Provided text →
** Begin **

BACKGROUND INFORMATIONThis is a continuation-in-part of application U.S. Ser. No. 07/909,218 filed on Jul. 6, 1992 now U.S. Pat. No. 5,238,259, which is a continuation-in-part of U.S. Ser. No. 07/762,576 filed on Sep. 19, 1991, now U.S. Pat. No. 5,193,832.
1. Field of the Invention
This invention relates to shock absorbing suspension systems particularly applicable to the front wheel of a bicycle.
2. Background of the Invention
This invention has particular application to bicycles that are referred to as mountain bikes or trail bikes and which are typically ridden over rough terrain. As is typical for all conventional bicycles, the front wheel of the bicycle is the steering wheel. Steering handles, i.e., handlebars, are interconnected to the wheel through a fork, the fork having parallel legs that extend upward from each side of the wheel axle and connect at the top of the wheel to a central steering tube that in turn is attached to the handlebars. The steering tube is rotatably mounted to the frame of the bicycle in a manner to support the frame on the wheel's axle while permitting rotation of the tube and thus turning of the front wheel relative to the frame.
Of concern to the off-road bicycle rider is the jolting of the front wheel as rocks and holes are encountered. This jolting is transferred to the rider through the fork, steering tube and steering handles. Besides the obvious punishment that is inflicted on the rider, there is the added concern for safety. A rider's steering handles are not so easily controlled at the instant of a severe jolt being experienced by the rider through the handles.
To accommodate this front wheel jolting, designers of trail and mountain bikes have developed front wheel, shock absorbing suspension systems.

** End **

Material →

** Begin **

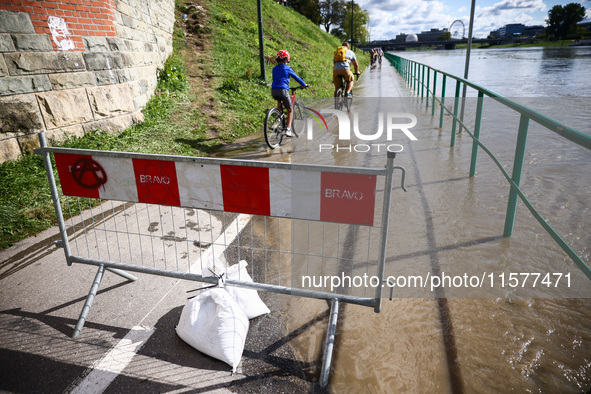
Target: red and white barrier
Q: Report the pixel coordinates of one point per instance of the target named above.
(260, 190)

** End **

Goals →
A. Answer these questions from the bicycle suspension text:
(i) On what date was application U.S. Ser. No. 07/762,576 filed?
(ii) Which patent did application U.S. Ser. No. 07/909,218 become?
(iii) Through which parts is the jolting of the front wheel transferred to the rider?
B. List every U.S. application serial number and U.S. patent number given in the bicycle suspension text.
The lines above are separate material from the bicycle suspension text.

Solutions for each task →
A.
(i) Sep. 19, 1991
(ii) U.S. Pat. No. 5,238,259
(iii) The fork, steering tube and steering handles

B.
- U.S. Ser. No. 07/909,218
- U.S. Pat. No. 5,238,259
- U.S. Ser. No. 07/762,576
- U.S. Pat. No. 5,193,832